> **FRAGMENTO DEL DOCUMENTO**:
○ ○ ○ ○
En esta serie sobre los Premios Nobel recorremos estos galardones, en sus categorías de Física y Química, desde sus orígenes en 1901 en adelante. Aprovechamos así para matar dos pájaros de un tiro: hablar sobre el asunto científico de que se trate con cierta profundidad, y conocer el contexto histórico y los acontecimientos que llevaron al descubrimiento en cuestión. En el último artículo de la serie hablamos en dos partes sobre el Nobel de Física de 1918, otorgado al alemán Max Planck por su famosa hipótesis. Hoy lo haremos, por tanto, del Nobel de Química del mismo año, entregado a otro alemán, Fritz Haber, en palabras de la Real Academia Sueca de las Ciencias,
Por la síntesis del amoníaco a partir de sus elementos.
Por si no lo recuerdas, hace mucho tiempo que no hablamos de Química en esta serie: no hubo Nobel de esta categoría en 1916 ni en 1917. De hecho en 1918 se dejó vacante el premio una vez más; como sabes si sigues esta serie, la Academia a veces hace eso temporalmente, en espera de si el año siguiente puede otorgar el Nobel del año anterior. Eso pasó en este caso, y en 1919 la Academia entregó el Nobel de 1918 a Fritz Haber.
○ ○ ○ ○
> **ENTRADAS DE DATOS**:
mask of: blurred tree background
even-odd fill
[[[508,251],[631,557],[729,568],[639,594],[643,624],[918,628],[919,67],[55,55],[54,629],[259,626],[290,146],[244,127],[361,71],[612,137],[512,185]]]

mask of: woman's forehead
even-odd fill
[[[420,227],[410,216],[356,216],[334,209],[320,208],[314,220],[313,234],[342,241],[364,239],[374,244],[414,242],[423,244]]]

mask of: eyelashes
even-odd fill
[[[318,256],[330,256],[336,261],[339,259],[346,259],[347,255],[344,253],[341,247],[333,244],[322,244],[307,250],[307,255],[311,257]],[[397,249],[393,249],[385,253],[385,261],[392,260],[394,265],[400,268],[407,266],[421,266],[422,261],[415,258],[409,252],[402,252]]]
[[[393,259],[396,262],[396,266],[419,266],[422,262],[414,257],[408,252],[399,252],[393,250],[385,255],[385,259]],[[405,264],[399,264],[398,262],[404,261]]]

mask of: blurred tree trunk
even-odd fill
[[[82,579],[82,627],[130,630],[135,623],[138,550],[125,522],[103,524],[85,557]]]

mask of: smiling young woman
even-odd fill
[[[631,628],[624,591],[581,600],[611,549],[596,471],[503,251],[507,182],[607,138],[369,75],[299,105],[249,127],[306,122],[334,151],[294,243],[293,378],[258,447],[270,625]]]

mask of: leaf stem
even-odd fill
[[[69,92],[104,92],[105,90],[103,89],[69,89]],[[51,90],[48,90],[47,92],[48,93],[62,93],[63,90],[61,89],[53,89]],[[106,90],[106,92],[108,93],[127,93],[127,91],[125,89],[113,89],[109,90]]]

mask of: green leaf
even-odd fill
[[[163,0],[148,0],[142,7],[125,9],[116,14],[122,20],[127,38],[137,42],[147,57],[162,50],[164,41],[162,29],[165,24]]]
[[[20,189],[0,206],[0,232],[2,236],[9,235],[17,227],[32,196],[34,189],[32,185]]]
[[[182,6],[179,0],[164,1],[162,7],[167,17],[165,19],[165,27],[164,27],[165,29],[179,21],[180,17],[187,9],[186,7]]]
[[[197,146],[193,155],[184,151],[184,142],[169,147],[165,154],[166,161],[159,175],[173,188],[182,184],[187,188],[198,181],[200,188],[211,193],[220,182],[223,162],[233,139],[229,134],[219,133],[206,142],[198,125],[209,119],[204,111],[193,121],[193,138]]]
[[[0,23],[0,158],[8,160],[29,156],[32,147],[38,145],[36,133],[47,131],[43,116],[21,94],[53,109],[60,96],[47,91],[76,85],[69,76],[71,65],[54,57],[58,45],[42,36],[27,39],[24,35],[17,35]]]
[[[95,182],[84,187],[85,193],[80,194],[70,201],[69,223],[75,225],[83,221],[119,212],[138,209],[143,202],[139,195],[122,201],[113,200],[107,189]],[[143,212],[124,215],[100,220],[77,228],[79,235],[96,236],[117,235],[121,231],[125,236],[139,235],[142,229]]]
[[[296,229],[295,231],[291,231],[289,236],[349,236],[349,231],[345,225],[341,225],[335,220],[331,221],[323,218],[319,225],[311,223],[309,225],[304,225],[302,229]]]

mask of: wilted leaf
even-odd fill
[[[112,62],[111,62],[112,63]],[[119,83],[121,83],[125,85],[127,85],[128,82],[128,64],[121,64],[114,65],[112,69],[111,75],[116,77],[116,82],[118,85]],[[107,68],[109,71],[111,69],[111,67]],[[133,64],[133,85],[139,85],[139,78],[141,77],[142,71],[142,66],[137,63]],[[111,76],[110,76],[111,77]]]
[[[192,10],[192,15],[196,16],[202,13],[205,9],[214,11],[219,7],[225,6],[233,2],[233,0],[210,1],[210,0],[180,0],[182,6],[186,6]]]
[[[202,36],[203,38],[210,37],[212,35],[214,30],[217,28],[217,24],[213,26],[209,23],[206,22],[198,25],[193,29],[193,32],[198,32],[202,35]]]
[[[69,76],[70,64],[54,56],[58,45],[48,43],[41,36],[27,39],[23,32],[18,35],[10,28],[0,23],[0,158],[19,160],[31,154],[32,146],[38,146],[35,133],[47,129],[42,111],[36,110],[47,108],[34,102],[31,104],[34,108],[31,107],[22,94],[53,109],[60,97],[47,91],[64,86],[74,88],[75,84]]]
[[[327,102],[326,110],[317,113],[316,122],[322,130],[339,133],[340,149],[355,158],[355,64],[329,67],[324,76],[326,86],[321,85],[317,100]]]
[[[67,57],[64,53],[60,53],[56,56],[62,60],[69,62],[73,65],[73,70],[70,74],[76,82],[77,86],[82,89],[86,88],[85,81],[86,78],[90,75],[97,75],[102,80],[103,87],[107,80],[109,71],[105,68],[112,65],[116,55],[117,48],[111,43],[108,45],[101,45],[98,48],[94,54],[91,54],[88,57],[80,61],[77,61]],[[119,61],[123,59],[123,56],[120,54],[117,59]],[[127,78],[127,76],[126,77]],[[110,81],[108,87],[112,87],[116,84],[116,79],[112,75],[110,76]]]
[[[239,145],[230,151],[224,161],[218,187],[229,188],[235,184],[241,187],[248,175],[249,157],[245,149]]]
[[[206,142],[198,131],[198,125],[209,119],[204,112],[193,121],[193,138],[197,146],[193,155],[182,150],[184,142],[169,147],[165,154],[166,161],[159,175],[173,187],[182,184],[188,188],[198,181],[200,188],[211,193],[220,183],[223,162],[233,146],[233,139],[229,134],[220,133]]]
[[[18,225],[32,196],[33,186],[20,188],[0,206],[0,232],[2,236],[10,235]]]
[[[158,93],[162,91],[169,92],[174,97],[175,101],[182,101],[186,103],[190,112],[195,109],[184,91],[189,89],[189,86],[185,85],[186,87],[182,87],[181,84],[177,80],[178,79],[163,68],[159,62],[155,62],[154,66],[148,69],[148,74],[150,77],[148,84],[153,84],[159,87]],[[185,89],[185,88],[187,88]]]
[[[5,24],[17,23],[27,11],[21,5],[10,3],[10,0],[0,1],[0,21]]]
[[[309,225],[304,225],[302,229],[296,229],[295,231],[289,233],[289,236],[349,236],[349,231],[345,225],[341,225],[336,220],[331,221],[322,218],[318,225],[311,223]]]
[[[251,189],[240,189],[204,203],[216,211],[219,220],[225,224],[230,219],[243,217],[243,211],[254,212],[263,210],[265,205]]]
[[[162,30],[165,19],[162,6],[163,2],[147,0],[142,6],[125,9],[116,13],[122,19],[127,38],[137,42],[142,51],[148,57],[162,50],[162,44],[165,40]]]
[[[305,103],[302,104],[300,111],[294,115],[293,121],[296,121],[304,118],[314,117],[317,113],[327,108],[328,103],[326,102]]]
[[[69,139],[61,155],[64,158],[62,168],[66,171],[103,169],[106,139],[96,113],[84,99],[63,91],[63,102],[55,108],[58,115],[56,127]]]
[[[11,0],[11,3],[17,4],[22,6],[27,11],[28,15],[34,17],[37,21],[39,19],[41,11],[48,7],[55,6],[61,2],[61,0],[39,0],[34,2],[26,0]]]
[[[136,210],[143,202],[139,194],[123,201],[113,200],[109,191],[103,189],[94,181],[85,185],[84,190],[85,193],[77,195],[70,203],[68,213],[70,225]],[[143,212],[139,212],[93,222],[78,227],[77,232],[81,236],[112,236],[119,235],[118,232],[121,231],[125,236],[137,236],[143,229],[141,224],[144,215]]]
○ ○ ○ ○
> **CONJUNTO DE TAREAS**:
(1) Responde a estas preguntas según el texto sobre el Nobel de Química de 1918:
(a) ¿A quién se otorgó el Nobel de Física de 1918?
(b) ¿En qué años no hubo Nobel de Química?
(c) ¿En qué año entregó la Academia el Nobel de Química de 1918?
(2) Transcribe del texto sobre el Nobel de Química de 1918 todo lo que va desde "En esta serie sobre" hasta "de sus elementos.".
(3) Escribe la continuación del texto sobre el Nobel de Química de 1918 a partir del punto en que termina.

> **RESPUESTAS DE ACTIVIDADES**:
(1)
(a) Al alemán Max Planck.
(b) En 1916 y en 1917.
(c) En 1919.

(2)
En esta serie sobre los Premios Nobel recorremos estos galardones, en sus categorías de Física y Química, desde sus orígenes en 1901 en adelante. Aprovechamos así para matar dos pájaros de un tiro: hablar sobre el asunto científico de que se trate con cierta profundidad, y conocer el contexto histórico y los acontecimientos que llevaron al descubrimiento en cuestión. En el último artículo de la serie hablamos en dos partes sobre el Nobel de Física de 1918, otorgado al alemán Max Planck por su famosa hipótesis. Hoy lo haremos, por tanto, del Nobel de Química del mismo año, entregado a otro alemán, Fritz Haber, en palabras de la Real Academia Sueca de las Ciencias,
Por la síntesis del amoníaco a partir de sus elementos.

(3)
Fritz Haber (1868-1934) [dominio público].
Se trata de uno de esos premios aparentemente anodinos, y no es ningún logro teórico revolucionario (Haber no era ese tipo de químico). Eso sí, su importancia es absolutamente crucial para nuestra vida, como espero demostrar a lo largo del artículo, y además la historia de Haber me parece interesante, trágica e irónica a la vez.
¿Preparado? Como siempre, debemos retroceder en el tiempo para comprender la relevancia del logro de Fritz Haber, aunque esta vez no demasiado – tan sólo unos cien años, cuando nos empezamos a dar cuenta de que teníamos un enorme problema como especie.